The exercise |
Reproduce the records from the line containing "You are given a photograph. For the man's" through the line containing "You are given a photograph. For the green", inclusive, replacing "photograph" with "image" and leaving everything else unchanged. Omit the pictures from your answer.

Input rows |
==============================

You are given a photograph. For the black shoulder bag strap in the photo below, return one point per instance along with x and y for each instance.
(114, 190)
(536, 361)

==============================

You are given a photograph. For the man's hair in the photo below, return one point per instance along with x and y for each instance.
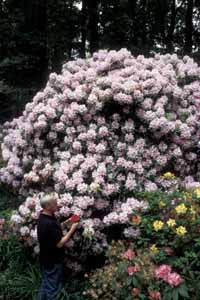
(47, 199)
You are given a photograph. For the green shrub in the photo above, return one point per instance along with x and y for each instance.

==============================

Expected answer |
You are given a image. For the man's hair in the photo below, return one point per instance along with x and y for each instance.
(47, 199)
You are given a image. For the green shrub in the photo above, return one point per instance along with x and y for each instance.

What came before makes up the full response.